■ EXERCISE BRIEF
Nothing but the pictures is dropped; write out all the remaining data below exactly.

*** MATERIAL FOR THIS EXERCISE Section Begins ***

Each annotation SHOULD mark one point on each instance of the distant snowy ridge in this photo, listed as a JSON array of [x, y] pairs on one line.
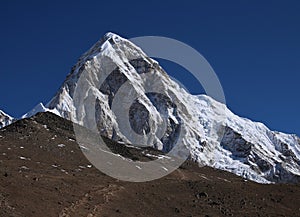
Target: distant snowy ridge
[[5, 119], [248, 149], [39, 108]]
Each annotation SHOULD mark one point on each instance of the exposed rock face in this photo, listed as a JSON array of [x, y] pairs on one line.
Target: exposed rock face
[[5, 119], [162, 114]]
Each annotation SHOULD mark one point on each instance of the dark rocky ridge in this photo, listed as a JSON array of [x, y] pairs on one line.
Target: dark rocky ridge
[[39, 178]]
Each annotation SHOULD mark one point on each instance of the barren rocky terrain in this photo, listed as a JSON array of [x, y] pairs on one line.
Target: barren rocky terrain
[[44, 173]]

*** MATERIAL FOR THIS EXERCISE Section Ends ***

■ RESPONSE TO THE TASK
Each annotation SHOULD mark one point on each instance of the distant snowy ridge in this photo, listed as a JSON array of [x, y] pairs on one line.
Target: distant snowy ridge
[[5, 119], [248, 149], [39, 108]]
Each annotation SHOULD mark one point on each instance of the exposed rock face in this photo, listed as a JSON array of [x, y] pairs on one line.
Target: exposed rock face
[[5, 119], [162, 114]]
Each annotation SHOULD mark one point on each instance of the dark rocky ridge in this photo, listed as a JSON array of [x, y] pairs on one line.
Target: dark rocky ridge
[[39, 178]]
Each annotation SHOULD mark one point on each instance of the barren rocky terrain in this photo, listed as a JSON array of [x, y] pairs on one line.
Target: barren rocky terrain
[[44, 173]]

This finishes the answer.